• [Short exercise] Translate this sentence from the interview with Sally Silvers into Spanish: "It turned out that I was good on stage, that people were drawn to my performance."

• [Text section]
----

Nov 26, 2012

When Bruce 
          Met Sally

Bruce Andrews and Sally Silvers Speak in an Interview about their Early Years Developing a Movement/Writing Performance Team

Part 1

... my criteria ... [was] doing what I had not seen in the current dance work out there.   That was my mission.
                                                            — Sally Silvers

Q:  Let me begin by directing some questions towards Sally.  I'd like to know, Sally, about the origins of your thinking about movement.  What were your early artistic influences in dance?

SS:  I danced growing up -- you know, the little girl stuff -- ballet, tap,  very small-town stuff.  And I didn't think of it as anything else except something fun to do.

Then I went to Antioch College, where I got my B.A.  Cecil Taylor, the jazz pianist, was an artist in residence there.  He brought a choreographer with him from Milwaukee, an African American man,  his friend.  His work influenced me.  And I had also taken dance at Antioch.  One dance teacher, who came from Bennington College,  had a sort of eclectic style incorporating work like Merce Cunningham.  But I didn't really know much about modern dance.  At that point, I had been to the ballet, but I hadn't seen a modern dance.

So I started working with Ken Miller, the choreographer.  He was very serious.  He was an artist and not a teacher.   There was something different about the way I began to think about dance, working with him.  I hadn't really thought of dance as an art form I would be interested in until that point.  I got involved in this project with him — he was there at Antioch for about a year and a half — and I was performing on stage.  I was one of the few people who stuck with him for the whole period of time — he was difficult, demanding, even confrontational, I would say.  But I stayed with it because  I was bitten by the performance bug. 

It turned out that I was good on stage, that people were drawn to my performance.  And I got a little attention.  I have some kind of performance ability — I don't know where that came from.  I'm not conscious of turning it on and off, but there's this kind of aliveness that happens to me when I'm in public.

Then, I came to New York.  I was conflicted about that decision to move to the city — I almost took a job working for a coal-miner paper!   But, at the last minute, I decided to come here.

At the time, I still didn't know much about postmodern dance.  I had seen Twyla Tharp and Wendy Perron.  The latter had came to Antioch and danced in sneakers.  That made a big impression on me.  But I soon made some discoveries, like the work of Trisha Brown, David Gordon, Sally Gross — many people who had roots coming from the Judson Dance Theater tradition, which had been starting over with what dance can be.  Yvonne Rainer — I ended up later dancing with Yvonne — was one of the founders of the collective that formed around Judson in the early '60s.  I changed tact.  I started taking class from these people who had been associated with Judson.

----

• [Records provided]

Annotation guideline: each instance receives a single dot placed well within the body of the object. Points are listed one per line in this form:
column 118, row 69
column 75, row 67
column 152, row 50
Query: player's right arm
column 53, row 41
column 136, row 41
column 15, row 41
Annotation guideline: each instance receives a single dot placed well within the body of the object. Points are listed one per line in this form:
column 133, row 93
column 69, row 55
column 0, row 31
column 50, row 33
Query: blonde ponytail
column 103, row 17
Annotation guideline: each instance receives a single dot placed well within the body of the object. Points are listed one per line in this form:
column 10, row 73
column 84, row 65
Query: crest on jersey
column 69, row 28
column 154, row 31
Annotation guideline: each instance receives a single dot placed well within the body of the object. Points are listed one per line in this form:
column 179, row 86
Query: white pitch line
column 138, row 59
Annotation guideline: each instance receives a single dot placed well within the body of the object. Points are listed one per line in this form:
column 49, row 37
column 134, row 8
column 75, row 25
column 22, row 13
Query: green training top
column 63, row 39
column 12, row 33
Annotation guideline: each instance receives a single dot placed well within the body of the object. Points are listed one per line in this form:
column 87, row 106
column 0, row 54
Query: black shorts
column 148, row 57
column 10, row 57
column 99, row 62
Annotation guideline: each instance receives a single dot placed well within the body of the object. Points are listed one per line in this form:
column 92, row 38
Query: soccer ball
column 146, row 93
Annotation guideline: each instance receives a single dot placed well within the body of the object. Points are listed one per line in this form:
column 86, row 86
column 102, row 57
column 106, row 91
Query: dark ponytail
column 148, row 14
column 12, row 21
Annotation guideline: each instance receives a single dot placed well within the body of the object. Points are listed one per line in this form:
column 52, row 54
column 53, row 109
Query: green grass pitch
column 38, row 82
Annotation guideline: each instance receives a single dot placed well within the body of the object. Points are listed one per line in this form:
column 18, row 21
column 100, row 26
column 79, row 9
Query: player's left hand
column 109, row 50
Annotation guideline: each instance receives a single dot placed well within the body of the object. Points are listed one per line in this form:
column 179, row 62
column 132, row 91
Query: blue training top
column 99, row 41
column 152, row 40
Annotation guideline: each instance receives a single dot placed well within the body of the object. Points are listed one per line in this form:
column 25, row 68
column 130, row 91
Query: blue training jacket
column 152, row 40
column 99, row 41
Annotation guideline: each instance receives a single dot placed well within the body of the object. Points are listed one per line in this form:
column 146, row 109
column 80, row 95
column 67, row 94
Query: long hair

----

• [Written solution] Resultó que se me daba bien el escenario, que la gente se sentía atraída por mi actuación.